• _Article_
__________

1
votes

I configured an AKS cluster to use a system-assigned managed identity to access to other Azure resources

resource "azurerm_subnet" "aks" {
  name = var.aks_subnet_name
  resource_group_name = azurerm_resource_group.main.name
  virtual_network_name = module.network.vnet_name
  address_prefix = var.aks_subnet
  service_endpoints = ["Microsoft.KeyVault"]
}

resource "azurerm_kubernetes_cluster" "aks_main" {
  name = module.aks_name.result
  depends_on = [azurerm_subnet.aks]
  location = azurerm_resource_group.main.location
  resource_group_name = azurerm_resource_group.main.name
  dns_prefix = "aks-${local.name}"
  kubernetes_version = var.k8s_version
  addon_profile {
    oms_agent {
      # For monitoring containers
      enabled  = var.addons.oms_agent
      log_analytics_workspace_id = azurerm_log_analytics_workspace.example.id
    }
    kube_dashboard {
      enabled = true
    }
    azure_policy {
      # If we want to enfore policy definitions in the future
      # Check requirements https://docs.microsoft.com/en-ie/azure/governance/policy/concepts/policy-for-kubernetes
      enabled = var.addons.azure_policy
    }
  }
  default_node_pool {
    name = "default"
    orchestrator_version  = var.k8s_version
    node_count            = var.default_node_pool.node_count
    vm_size               = var.default_node_pool.vm_size
    type                  = "VirtualMachineScaleSets"
    availability_zones    = var.default_node_pool.zones
    # availability_zones  = ["1", "2", "3"]
    max_pods              = 250
    os_disk_size_gb       = 128
    vnet_subnet_id        = azurerm_subnet.aks.id
    node_labels           = var.default_node_pool.labels
    enable_auto_scaling   = var.default_node_pool.cluster_auto_scaling
    min_count             = var.default_node_pool.cluster_auto_scaling_min_count
    max_count             = var.default_node_pool.cluster_auto_scaling_max_count
    enable_node_public_ip = false
  }

  # Configuring AKS to use a system-assigned managed identity to access
  identity {
    type = "SystemAssigned"
  }

  network_profile {
    load_balancer_sku  = "standard"
    outbound_type      = "loadBalancer"
    network_plugin     = "azure"
    # if non-azure network policies
    # https://azure.microsoft.com/nl-nl/blog/integrating-azure-cni-and-calico-a-technical-deep-dive/
    network_policy     = "calico"

__________

• _Written request 1_
In the listing below, replace "Respond" with "Reply" on every line from the one containing "Spot the rear" down to the one containing "xmin=591 ymin=172 xmax=634 ymax=205". Give only those lines, with nothing else changed.

__________

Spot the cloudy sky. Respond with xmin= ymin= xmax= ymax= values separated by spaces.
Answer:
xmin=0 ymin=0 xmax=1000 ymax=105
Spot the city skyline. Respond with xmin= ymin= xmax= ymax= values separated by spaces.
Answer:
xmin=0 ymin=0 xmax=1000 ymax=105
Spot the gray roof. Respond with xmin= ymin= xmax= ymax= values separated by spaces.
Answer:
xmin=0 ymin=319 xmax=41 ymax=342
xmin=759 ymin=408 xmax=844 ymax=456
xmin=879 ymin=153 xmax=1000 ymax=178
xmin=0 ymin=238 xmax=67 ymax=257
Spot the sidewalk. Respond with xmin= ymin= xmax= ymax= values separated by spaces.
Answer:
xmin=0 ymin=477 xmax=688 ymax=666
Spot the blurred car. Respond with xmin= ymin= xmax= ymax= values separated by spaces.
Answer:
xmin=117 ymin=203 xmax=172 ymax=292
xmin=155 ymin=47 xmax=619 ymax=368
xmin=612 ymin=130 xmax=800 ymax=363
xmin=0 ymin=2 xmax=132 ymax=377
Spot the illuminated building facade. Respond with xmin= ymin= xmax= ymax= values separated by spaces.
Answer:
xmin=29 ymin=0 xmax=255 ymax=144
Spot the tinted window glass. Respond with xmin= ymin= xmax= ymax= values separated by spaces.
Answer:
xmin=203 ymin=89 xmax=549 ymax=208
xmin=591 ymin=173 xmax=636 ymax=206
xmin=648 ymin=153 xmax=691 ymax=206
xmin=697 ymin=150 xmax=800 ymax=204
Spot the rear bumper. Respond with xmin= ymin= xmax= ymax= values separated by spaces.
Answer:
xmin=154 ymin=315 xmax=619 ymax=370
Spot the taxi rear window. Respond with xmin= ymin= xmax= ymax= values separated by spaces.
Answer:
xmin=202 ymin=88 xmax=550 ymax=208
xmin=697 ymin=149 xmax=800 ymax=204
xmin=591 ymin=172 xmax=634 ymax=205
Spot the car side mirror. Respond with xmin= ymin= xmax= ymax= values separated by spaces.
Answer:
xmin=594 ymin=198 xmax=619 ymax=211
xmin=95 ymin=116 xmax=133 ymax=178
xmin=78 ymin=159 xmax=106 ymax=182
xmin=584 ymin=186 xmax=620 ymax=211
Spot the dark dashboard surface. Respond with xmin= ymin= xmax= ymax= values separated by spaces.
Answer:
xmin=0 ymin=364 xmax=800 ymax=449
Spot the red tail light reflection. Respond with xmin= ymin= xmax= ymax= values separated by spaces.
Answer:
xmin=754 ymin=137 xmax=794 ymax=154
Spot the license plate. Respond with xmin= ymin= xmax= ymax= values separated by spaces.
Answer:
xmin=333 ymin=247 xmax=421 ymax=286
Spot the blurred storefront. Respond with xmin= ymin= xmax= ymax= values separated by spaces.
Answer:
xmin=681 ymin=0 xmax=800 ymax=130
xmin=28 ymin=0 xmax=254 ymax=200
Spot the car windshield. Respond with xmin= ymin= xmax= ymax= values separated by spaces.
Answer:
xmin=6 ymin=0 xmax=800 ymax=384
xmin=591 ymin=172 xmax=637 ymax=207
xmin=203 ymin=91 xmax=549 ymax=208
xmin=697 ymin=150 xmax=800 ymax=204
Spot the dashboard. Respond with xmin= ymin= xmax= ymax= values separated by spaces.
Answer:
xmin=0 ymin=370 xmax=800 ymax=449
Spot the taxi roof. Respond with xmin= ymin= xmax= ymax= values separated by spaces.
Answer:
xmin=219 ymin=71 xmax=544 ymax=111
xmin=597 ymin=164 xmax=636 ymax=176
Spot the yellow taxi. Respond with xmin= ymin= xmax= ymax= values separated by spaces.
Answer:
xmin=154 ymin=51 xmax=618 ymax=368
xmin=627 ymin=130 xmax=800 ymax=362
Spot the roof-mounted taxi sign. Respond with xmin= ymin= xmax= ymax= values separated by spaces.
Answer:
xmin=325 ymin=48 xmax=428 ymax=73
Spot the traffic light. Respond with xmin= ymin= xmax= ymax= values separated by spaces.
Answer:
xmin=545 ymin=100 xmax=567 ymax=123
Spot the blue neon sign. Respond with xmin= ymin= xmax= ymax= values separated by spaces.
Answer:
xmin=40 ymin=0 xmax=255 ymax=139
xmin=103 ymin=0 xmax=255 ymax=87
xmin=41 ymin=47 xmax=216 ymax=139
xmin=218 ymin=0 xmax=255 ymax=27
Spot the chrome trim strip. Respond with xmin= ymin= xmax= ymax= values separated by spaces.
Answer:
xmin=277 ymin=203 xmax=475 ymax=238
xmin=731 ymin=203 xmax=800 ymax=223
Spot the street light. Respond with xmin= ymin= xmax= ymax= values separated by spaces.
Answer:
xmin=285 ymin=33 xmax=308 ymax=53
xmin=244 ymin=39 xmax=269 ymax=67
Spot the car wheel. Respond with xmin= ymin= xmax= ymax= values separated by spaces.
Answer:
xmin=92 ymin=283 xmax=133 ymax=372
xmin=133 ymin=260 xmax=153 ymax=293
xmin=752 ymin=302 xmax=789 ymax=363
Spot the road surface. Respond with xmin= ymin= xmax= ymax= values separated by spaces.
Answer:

__________

• _Written request 2_
Extend the post on configuring an AKS cluster with Terraform, picking up after its final line.

• _Response 1_
Spot the rear bumper. Reply with xmin= ymin= xmax= ymax= values separated by spaces.
Answer:
xmin=154 ymin=315 xmax=619 ymax=370
Spot the taxi rear window. Reply with xmin= ymin= xmax= ymax= values separated by spaces.
Answer:
xmin=202 ymin=88 xmax=550 ymax=208
xmin=697 ymin=149 xmax=800 ymax=204
xmin=591 ymin=172 xmax=634 ymax=205

• _Response 2_
    dns_service_ip     = "10.0.0.10"
    docker_bridge_cidr = "172.17.0.1/16"
    service_cidr       = "10.0.0.0/16"
  }
  lifecycle {
    ignore_changes = [
      default_node_pool,
      windows_profile,
    ]
  }
}

I want to use that managed identity (the service principal created inside AKS cluster section code) to give it roles like this Network Contributor over a subnet:

resource "azurerm_role_assignment" "aks_subnet" {
  # Giving access to AKS SP identity created to akssubnet by assigning it
  # a Network Contributor role
  scope                = azurerm_subnet.aks.id
  role_definition_name = "Network Contributor"
  principal_id         = azurerm_kubernetes_cluster.aks_main.identity[0].principal_id
  # principal_id = azurerm_kubernetes_cluster.aks_main.kubelet_identity[0].object_id
  # principal_id = data.azurerm_user_assigned_identity.test.principal_id
  # skip_service_principal_aad_check = true
}

But the output I got after terraform apply is:

Error: authorization.RoleAssignmentsClient#Create: Failure responding 
to request: StatusCode=403 -- Original Error: autorest/azure: Service returned an error. 
Status=403 Code="AuthorizationFailed"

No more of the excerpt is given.